- REQUIRED TASK -
Copy exactly the lines from the one containing "In this exercise you will mark each instance of the calibrachoa" through the last line of the records, both included, and nothing more.

┏━━

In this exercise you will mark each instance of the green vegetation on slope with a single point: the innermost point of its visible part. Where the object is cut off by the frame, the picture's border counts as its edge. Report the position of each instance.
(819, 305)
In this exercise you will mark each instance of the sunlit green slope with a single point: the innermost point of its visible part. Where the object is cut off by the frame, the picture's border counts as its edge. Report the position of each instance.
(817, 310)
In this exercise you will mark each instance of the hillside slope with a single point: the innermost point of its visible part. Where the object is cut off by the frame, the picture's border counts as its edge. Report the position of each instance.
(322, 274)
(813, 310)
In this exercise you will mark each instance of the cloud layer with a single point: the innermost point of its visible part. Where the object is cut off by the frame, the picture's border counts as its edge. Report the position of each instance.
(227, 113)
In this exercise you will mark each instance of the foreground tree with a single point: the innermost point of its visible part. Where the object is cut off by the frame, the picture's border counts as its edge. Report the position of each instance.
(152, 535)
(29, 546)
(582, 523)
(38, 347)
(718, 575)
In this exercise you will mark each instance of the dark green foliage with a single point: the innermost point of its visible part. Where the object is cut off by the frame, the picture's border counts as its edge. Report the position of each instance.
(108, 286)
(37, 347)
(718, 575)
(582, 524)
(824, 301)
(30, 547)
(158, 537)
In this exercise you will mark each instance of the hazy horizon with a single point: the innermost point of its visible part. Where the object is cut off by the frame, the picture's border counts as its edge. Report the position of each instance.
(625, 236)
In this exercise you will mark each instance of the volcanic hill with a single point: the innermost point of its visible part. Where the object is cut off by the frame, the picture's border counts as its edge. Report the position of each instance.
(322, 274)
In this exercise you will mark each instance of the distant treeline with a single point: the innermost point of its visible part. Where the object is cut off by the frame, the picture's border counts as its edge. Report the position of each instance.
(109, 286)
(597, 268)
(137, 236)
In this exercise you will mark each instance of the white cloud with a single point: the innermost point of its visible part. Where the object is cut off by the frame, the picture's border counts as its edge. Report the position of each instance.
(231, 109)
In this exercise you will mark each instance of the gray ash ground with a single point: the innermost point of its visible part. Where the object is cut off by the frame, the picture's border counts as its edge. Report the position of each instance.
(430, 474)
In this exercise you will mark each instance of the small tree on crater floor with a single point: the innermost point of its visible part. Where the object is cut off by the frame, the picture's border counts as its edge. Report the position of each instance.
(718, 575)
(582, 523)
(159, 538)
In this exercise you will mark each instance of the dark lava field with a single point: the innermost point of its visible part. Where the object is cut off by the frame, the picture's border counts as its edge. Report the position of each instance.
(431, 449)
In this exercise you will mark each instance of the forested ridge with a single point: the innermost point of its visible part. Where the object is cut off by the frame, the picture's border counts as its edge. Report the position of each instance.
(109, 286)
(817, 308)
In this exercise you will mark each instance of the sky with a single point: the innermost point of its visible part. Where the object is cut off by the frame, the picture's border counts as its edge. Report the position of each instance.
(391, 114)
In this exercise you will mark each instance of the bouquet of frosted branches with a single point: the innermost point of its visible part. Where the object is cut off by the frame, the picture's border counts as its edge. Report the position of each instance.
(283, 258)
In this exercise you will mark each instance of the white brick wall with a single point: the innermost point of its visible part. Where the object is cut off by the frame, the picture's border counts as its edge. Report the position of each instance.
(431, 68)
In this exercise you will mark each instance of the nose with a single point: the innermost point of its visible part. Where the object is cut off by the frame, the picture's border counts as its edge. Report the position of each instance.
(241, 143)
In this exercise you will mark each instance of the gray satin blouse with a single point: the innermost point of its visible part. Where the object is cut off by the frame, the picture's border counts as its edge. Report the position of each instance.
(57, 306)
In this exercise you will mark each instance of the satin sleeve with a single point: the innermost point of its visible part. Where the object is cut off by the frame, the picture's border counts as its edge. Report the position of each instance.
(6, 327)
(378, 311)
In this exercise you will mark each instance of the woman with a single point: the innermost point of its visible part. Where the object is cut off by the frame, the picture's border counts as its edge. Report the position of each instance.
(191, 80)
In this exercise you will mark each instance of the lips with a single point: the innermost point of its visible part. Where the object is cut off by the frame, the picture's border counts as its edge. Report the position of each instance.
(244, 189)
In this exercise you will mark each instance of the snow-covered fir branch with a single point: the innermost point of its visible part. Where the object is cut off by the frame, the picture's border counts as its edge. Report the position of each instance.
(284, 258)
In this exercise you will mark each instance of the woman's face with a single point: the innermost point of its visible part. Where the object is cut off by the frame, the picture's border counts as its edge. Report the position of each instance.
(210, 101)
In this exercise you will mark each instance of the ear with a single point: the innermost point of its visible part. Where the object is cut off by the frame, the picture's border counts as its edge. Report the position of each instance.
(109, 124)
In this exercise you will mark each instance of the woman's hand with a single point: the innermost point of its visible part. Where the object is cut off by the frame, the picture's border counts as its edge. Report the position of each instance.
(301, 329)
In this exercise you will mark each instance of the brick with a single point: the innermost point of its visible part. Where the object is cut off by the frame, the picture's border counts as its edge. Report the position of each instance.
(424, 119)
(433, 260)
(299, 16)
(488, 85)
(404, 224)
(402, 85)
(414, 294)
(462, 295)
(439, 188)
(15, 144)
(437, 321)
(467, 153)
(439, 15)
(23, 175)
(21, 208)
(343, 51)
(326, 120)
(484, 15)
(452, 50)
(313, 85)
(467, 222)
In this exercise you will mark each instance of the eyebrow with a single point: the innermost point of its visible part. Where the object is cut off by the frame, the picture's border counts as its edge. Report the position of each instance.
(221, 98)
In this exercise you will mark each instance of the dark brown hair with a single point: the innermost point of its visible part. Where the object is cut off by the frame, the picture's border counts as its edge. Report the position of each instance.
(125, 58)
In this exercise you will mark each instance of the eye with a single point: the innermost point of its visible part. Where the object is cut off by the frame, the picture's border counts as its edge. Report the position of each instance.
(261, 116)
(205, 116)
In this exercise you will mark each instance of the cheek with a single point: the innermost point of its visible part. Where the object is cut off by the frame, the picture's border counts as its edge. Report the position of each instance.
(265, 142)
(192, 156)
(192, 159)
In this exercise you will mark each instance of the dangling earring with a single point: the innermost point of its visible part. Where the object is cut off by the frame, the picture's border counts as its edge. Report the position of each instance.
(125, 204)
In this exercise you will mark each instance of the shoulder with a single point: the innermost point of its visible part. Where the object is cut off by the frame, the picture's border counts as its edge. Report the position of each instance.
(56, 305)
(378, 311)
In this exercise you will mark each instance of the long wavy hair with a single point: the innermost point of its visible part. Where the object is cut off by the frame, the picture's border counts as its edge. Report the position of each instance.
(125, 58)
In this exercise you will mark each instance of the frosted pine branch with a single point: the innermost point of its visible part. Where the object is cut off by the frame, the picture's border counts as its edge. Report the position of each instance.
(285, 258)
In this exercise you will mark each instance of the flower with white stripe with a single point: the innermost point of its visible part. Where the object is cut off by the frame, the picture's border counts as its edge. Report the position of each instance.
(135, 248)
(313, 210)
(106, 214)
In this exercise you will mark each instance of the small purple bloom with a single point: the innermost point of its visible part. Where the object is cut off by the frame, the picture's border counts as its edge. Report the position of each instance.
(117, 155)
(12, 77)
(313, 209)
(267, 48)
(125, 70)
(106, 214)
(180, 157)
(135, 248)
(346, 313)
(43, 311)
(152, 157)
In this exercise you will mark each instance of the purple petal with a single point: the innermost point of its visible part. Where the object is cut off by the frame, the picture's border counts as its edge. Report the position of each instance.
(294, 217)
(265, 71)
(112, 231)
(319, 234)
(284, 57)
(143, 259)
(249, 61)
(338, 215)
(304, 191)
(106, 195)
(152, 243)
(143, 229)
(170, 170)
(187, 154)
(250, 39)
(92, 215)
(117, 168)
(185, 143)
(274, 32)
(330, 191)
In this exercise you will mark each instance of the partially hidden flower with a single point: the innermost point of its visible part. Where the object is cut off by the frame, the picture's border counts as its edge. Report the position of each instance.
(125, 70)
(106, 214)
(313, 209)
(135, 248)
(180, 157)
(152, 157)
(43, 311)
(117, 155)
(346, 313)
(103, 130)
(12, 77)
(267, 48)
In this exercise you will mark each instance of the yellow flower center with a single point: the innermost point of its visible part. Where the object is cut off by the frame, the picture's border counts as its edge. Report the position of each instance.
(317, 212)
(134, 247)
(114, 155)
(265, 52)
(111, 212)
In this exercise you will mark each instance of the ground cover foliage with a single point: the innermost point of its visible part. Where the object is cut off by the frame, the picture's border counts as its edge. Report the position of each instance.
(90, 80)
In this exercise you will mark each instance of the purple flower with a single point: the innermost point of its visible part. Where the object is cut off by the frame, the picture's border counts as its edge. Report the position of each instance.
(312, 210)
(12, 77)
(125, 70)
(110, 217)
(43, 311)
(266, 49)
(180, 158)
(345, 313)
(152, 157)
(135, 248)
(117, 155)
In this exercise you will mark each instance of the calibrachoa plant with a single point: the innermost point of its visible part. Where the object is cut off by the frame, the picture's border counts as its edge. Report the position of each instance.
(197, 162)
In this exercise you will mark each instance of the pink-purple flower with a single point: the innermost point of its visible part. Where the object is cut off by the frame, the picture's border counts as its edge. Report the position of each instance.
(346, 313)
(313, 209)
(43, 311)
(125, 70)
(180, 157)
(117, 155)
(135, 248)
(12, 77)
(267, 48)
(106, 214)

┗━━

- TASK RESULT -
In this exercise you will mark each instance of the calibrachoa plant with a single point: the innermost point of its visible part. Where the object is cut off by the frame, the picture's border counts as its edge. Report the position of each instance.
(197, 162)
In this exercise you will mark each instance of the pink-purple flower with a single point: the innermost point of its visible part. Where the object is cut off by the frame, the picture's border counts as its edge. Report the position of each instance.
(346, 313)
(313, 209)
(43, 311)
(125, 70)
(180, 157)
(117, 155)
(135, 248)
(12, 77)
(267, 48)
(106, 214)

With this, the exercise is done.